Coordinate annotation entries
________________
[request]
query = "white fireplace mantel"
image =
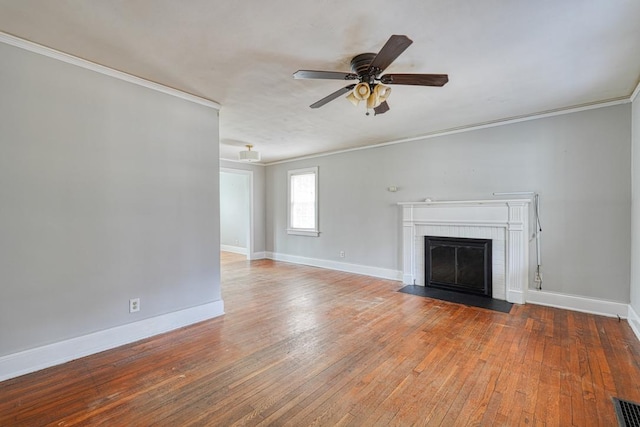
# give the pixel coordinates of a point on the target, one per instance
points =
(505, 222)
________________
*GIVEN INSTRUCTION*.
Rewrite the material above with "one per instance" changed to "one per object" and everything else kept the same. Omit the pictures from your version.

*EXERCISE RESPONSE*.
[request]
query = "white fireplace mantel"
image =
# give the pixel coordinates of a point on the target, one per object
points =
(505, 222)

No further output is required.